#### Source document
## START

Amir Omarkhanov
- Full name: Amir Gabituly Omarkhanov
- Native name: Әмір Ғабитұлы Омарханов
- Country (sports): Kazakhstan
- Born: 17 November 2007 (age 18) Karaganda, Kazakhstan
- Height: 1.80 m (5 ft 11 in)
- Plays: Right-handed (two-handed backhand)
- Coach: Nemanja Lalić, Magnus Tideman
- Prize money: US $47,450

Singles
- Career record: 0–1 (at ATP Tour level, Grand Slam level, and in Davis Cup)
- Career titles: 0
- Highest ranking: No. 603 (30 March 2026)
- Current ranking: No. 624 (10 August 2026)

Doubles
- Career record: 0–1 (at ATP Tour level, Grand Slam level, and in Davis Cup)
- Career titles: 0
- Highest ranking: No. 686 (30 March 2026)
- Current ranking: No. 947 (10 August 2026)

= Amir Omarkhanov =

Kazakhstani tennis player (born 2007)

Amir Gabituly Omarkhanov (Әмір Ғабитұлы Омарханов; born 17 November 2007) is a Kazakhstani tennis player. He has a career-high ATP singles ranking of No. 603 and a doubles ranking of No. 686, both achieved on 30 March 2026.

Omarkhanov plays mostly on ITF Men's Tour, where he has won one title in singles and two in doubles.

==Early life==
Omarkhanov was born in Karaganda. His father, Gabit, played amateur tennis and his brother, Malik, plays tennis at the University of Northwestern Ohio.

He originally trained at the Karaganda Tennis School before moving to Belgrade to attend the Janko Tipsarević Academy, where he trained under the guidance of Peter Nesterov. He also briefly trained at the Tennis Europe Academy in Prostějov for six months.

## END

Records contained in a dataset
## START

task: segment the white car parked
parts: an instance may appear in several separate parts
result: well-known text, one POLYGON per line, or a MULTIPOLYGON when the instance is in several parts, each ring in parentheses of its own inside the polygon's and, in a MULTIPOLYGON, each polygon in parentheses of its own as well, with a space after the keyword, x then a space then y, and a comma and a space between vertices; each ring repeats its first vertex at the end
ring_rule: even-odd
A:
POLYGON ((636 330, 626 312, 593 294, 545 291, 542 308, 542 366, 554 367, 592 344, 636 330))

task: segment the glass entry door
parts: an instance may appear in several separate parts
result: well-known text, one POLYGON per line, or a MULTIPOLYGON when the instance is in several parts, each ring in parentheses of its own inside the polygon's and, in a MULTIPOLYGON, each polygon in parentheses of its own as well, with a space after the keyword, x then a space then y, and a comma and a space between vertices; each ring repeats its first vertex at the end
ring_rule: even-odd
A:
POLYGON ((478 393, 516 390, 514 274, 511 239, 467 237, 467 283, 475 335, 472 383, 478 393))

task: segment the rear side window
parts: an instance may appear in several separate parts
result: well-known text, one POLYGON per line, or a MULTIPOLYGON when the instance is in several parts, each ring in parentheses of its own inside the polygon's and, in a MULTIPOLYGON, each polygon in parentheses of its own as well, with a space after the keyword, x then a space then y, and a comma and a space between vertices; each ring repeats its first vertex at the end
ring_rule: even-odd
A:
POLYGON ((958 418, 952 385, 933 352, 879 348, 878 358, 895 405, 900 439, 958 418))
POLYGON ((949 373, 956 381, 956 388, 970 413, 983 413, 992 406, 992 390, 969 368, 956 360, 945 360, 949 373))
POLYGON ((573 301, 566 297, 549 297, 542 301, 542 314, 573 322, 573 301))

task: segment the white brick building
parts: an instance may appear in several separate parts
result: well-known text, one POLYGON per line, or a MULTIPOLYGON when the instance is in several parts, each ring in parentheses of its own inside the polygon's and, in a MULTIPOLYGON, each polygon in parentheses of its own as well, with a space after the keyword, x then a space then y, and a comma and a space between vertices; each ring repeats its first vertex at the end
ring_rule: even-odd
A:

## END
## START

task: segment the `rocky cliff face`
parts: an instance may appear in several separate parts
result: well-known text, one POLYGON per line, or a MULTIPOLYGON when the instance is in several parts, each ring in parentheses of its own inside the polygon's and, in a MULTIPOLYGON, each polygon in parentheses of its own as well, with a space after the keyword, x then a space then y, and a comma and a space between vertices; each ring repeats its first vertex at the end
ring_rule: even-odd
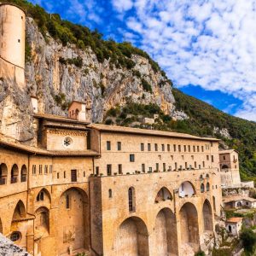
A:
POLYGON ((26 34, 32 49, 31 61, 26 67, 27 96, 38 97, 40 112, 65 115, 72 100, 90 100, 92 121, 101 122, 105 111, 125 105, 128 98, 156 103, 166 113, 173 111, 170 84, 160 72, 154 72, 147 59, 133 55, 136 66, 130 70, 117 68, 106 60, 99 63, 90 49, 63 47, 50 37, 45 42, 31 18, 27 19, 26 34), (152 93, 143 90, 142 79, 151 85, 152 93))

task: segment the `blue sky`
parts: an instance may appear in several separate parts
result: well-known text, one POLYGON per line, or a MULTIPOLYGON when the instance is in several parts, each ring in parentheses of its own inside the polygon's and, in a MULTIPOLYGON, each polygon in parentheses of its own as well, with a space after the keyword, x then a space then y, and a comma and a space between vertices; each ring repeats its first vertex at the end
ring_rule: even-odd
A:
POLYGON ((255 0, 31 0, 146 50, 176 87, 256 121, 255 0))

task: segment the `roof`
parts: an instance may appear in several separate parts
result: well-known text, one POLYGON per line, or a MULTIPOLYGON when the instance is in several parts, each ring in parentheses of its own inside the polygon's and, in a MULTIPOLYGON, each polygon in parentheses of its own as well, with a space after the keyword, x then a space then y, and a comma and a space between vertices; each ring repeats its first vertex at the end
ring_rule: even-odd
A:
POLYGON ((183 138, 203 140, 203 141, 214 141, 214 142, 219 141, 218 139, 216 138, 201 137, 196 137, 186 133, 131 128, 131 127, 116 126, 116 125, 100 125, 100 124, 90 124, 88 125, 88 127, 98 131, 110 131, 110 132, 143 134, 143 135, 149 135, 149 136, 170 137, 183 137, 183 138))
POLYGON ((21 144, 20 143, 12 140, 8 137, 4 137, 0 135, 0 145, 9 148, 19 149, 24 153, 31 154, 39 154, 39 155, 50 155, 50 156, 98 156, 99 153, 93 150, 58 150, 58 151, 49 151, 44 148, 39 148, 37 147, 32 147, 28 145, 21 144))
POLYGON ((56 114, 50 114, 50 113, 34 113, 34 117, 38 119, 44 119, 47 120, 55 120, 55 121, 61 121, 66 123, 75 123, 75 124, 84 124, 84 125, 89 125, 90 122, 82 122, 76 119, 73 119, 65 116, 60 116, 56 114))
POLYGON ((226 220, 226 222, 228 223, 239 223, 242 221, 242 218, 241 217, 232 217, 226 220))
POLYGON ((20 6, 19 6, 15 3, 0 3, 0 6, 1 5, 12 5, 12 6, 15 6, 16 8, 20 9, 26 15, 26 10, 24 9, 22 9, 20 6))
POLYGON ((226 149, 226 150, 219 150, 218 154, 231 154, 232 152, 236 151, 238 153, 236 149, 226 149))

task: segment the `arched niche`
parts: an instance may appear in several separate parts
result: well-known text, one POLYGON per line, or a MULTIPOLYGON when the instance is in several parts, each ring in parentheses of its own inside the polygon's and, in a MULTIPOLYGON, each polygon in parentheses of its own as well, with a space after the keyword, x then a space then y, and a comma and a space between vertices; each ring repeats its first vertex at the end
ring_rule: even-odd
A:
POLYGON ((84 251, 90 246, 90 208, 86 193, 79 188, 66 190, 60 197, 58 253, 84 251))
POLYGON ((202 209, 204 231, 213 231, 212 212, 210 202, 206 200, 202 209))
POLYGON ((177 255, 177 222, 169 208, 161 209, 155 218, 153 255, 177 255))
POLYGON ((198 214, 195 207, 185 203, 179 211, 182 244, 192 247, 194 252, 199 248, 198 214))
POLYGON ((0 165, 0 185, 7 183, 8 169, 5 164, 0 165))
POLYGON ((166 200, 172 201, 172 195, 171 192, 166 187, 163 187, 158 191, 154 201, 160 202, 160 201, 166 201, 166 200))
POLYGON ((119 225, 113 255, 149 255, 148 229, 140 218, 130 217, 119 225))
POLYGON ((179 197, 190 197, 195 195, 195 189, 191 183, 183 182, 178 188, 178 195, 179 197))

## END
## START

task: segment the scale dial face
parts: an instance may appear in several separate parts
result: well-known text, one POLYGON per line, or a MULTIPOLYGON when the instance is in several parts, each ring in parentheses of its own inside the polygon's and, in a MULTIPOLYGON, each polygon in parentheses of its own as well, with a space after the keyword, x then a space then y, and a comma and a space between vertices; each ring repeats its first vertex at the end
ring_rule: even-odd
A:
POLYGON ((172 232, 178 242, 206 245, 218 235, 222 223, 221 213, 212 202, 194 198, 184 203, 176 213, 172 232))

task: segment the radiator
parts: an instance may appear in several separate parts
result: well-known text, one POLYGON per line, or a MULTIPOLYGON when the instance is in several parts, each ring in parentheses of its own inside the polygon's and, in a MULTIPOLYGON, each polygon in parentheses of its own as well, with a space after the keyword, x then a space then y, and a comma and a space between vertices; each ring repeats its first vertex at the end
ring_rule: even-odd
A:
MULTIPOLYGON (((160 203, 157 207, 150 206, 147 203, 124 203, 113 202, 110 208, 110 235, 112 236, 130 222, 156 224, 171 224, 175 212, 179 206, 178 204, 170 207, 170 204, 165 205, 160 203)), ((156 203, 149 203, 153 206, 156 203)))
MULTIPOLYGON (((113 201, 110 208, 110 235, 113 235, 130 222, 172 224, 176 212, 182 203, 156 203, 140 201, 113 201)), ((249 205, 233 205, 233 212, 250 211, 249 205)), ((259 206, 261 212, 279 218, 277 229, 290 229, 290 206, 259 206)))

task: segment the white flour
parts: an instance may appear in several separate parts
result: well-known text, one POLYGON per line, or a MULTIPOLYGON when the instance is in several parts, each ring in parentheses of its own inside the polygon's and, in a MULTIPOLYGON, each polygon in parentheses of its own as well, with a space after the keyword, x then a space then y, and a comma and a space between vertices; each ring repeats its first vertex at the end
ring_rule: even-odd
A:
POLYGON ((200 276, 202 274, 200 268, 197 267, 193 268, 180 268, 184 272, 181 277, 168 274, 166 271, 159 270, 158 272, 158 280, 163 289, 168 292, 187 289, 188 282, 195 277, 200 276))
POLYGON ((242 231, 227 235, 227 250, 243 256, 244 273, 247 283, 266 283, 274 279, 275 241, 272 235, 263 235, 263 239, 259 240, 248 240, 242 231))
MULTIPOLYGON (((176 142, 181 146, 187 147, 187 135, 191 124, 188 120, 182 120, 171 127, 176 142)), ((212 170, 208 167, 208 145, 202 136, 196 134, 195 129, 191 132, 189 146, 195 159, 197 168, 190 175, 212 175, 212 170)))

## END

#### What to work on
Revise the text on Amir Omarkhanov by rewriting everything from "- Current ranking: No. 947" down to "of Northwestern Ohio.", replacing "amateur" with "professional".

#### Solved problem
- Current ranking: No. 947 (10 August 2026)

= Amir Omarkhanov =

Kazakhstani tennis player (born 2007)

Amir Gabituly Omarkhanov (Әмір Ғабитұлы Омарханов; born 17 November 2007) is a Kazakhstani tennis player. He has a career-high ATP singles ranking of No. 603 and a doubles ranking of No. 686, both achieved on 30 March 2026.

Omarkhanov plays mostly on ITF Men's Tour, where he has won one title in singles and two in doubles.

==Early life==
Omarkhanov was born in Karaganda. His father, Gabit, played professional tennis and his brother, Malik, plays tennis at the University of Northwestern Ohio.